For this exercise, restate every line below word for word and drop the images.

** Source records follows **

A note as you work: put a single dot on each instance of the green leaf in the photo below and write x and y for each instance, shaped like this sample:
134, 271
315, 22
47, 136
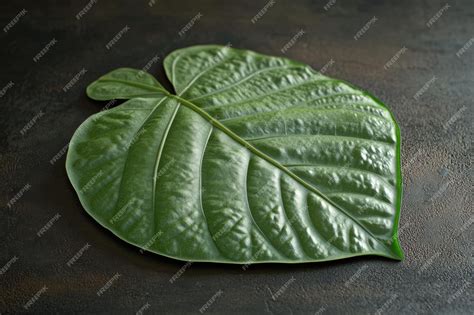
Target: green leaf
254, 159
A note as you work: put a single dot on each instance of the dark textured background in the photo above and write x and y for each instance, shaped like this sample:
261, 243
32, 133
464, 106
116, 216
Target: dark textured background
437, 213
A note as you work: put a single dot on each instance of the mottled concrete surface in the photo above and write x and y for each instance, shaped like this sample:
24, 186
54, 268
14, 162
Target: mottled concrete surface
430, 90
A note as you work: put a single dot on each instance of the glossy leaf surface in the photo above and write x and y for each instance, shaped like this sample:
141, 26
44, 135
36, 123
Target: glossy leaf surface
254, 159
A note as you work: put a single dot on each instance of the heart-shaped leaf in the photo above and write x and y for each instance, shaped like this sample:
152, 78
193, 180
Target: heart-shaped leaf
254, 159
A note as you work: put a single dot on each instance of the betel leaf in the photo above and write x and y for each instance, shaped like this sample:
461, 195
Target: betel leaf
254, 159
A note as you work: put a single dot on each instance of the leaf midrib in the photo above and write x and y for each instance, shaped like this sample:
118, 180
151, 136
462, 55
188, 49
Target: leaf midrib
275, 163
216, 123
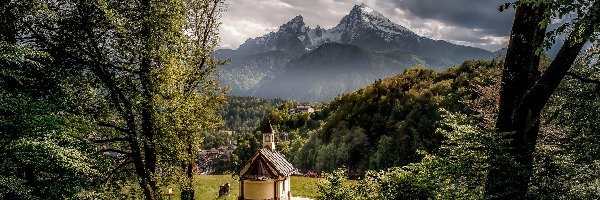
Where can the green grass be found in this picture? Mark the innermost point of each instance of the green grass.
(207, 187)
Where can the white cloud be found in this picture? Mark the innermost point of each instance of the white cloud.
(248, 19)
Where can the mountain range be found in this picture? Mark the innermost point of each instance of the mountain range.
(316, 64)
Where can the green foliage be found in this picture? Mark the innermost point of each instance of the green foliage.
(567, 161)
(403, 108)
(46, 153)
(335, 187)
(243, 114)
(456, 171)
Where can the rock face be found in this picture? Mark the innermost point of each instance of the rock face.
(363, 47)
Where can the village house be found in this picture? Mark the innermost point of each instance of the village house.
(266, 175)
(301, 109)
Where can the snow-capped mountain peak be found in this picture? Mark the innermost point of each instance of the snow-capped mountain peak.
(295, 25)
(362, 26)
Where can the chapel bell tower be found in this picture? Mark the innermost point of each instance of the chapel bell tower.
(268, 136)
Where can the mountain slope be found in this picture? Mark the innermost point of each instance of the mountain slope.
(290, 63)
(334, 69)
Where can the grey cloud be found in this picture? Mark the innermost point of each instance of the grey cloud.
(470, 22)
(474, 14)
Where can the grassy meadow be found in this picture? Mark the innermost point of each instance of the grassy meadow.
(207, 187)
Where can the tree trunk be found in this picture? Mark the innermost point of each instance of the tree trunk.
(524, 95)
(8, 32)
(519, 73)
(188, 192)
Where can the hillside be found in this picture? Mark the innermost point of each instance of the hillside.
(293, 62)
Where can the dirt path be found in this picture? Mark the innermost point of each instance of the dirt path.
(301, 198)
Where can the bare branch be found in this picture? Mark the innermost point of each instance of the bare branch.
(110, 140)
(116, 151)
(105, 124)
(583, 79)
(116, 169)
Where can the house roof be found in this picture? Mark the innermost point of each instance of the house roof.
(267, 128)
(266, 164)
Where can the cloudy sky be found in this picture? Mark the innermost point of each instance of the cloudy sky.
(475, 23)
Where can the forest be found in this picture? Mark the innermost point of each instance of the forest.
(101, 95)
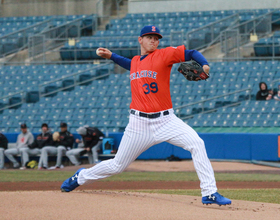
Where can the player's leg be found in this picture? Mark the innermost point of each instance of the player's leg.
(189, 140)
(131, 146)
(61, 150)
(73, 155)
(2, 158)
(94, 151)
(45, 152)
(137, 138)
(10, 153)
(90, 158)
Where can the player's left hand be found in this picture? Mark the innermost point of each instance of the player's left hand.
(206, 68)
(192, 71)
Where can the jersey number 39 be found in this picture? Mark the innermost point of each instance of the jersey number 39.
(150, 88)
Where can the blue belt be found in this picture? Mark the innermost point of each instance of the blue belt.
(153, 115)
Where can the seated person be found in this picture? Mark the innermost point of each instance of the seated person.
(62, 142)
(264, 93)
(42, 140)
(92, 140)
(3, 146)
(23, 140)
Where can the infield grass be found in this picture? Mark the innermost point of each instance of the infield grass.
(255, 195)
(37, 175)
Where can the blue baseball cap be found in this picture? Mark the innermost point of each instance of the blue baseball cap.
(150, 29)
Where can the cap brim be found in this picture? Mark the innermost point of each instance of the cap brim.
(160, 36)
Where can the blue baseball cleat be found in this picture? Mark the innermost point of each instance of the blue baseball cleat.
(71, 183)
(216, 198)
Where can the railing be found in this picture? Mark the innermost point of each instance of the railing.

** End of Source records **

== Your response ==
A note as you work: put a single dot on each instance of the green leaf in the photo below and write x and y for each instance, shaped like this sample:
134, 271
315, 22
47, 136
Target: green leaf
254, 159
A note as you work: put a single dot on each instance of the dark textured background in the photo above and write x and y for each instance, shaped like this sample:
261, 243
32, 133
464, 106
116, 216
Target: dark textured background
437, 213
A note as you work: put a single dot on each instance of the mottled concrete surface in the photo above and write x and y for each instance, shaped like this sample:
24, 186
54, 268
14, 162
Target: mottled concrete surface
430, 90
A note as you work: put a single dot on each instance of the glossy leaf surface in the photo above and write x and y for each instance, shaped like this sample:
141, 26
44, 135
36, 123
Target: glossy leaf surface
254, 159
A note as you work: put a single dot on each instance of the heart-shaped leaf in the photo above and write x and y for each instance, shaped like this sample:
152, 78
193, 180
Target: heart-shaped leaf
254, 159
A note as you work: put a single dot on each instance of the betel leaf in the photo above and write x and y for each instance, shaped like this sample:
461, 195
Target: betel leaf
254, 159
A note as you work: put a single dot on each instance of the leaf midrib in the photo above and write x and y for each instance, shaped like this sample:
118, 180
151, 136
462, 55
188, 49
Target: leaf midrib
275, 163
216, 123
Where can the green grass be found in this picture? Mark the innermost point of each instance of the green grass.
(207, 187)
Where can the white cloud be found in this picture? Mark the innermost point of each instance of the white cloud.
(248, 19)
Where can the mountain range be found in this picture? Mark the innermost point of each instance of the mountain range.
(316, 64)
Where can the green foliage be found in this picture? Mark the innermost point of each instance of the green foliage.
(567, 161)
(403, 108)
(46, 153)
(335, 187)
(243, 114)
(456, 171)
Where can the rock face be found in this picture? Mark the innermost point of each instance of the rock face.
(363, 47)
Where can the village house be found in this picture? Mark the innermost point of each instance of the village house.
(266, 175)
(301, 109)
Where can the snow-capped mountain peak be found in this picture? Mark the innermost point of each instance of the snow-capped mountain peak.
(295, 25)
(362, 26)
Where can the chapel bell tower be found in this picture? Mark the innermost point of each instance of the chapel bell tower.
(268, 136)
Where can the mountain slope be found in this picture? Mark the innermost point of each instance of the mountain slope.
(290, 63)
(334, 69)
Where can the grey cloud be found in this picture? Mark the innermost point of each instance of the grey cloud.
(470, 22)
(474, 14)
Where can the grassy meadow be found in this picture? Mark the innermost point of each instance of the grassy meadow.
(207, 187)
Where can the tree trunk be found in this picture? Mark the innermost point of each instance of the tree trunk.
(524, 95)
(8, 32)
(519, 73)
(188, 192)
Where can the hillside be found in this picture? Mark the innermost point of each instance of the hillside.
(293, 62)
Where can the dirt path be found in this picture? Mark the innermost point of each instance of the dirt path.
(301, 198)
Where can the bare branch be found in this picture? Mark the innermost point of each instance of the bare branch.
(110, 140)
(116, 151)
(105, 124)
(583, 79)
(116, 169)
Where can the house roof be found in this picture? Mark the innermost point of each instance of the house roof.
(267, 128)
(266, 164)
Where can the cloudy sky be found in this picture? Mark the innermost point of each instance of the cloudy sky.
(475, 23)
Where can the forest be found in this picture? Mark the innermost point of each instance of the forest.
(101, 95)
Where can the player's leg be found in this picture? Mark the innermost point of each instance of the player's leg.
(189, 140)
(131, 146)
(61, 150)
(73, 155)
(2, 158)
(94, 151)
(45, 152)
(137, 138)
(10, 153)
(90, 158)
Where can the player's left hand be found in this picture? Mark the innermost point of each instance of the player's left hand.
(206, 68)
(192, 71)
Where can the jersey number 39 be found in this picture? Mark the innermost point of each instance of the jersey number 39.
(150, 88)
Where can the blue belt be found in this picture? Mark the innermost point of each instance of the blue belt.
(153, 115)
Where can the seated person be found in this picture? Mark the innermost point of each instance of the seated person.
(62, 142)
(264, 93)
(42, 140)
(92, 140)
(3, 146)
(23, 140)
Where can the infield grass be found in this picture? Mark the innermost point of each instance of the infield grass.
(255, 195)
(37, 175)
Where can the blue baseball cap be found in this picture? Mark the innermost point of each instance of the blue baseball cap.
(150, 29)
Where can the cap brim be found in this picture? Mark the innermost point of each instance of the cap brim.
(160, 36)
Where can the blue baseball cleat be found in this picture? Mark the innermost point of each instance of the blue baseball cleat.
(71, 183)
(216, 198)
Where can the railing be found in this picture? Mark the innermost point of each instance of the railing.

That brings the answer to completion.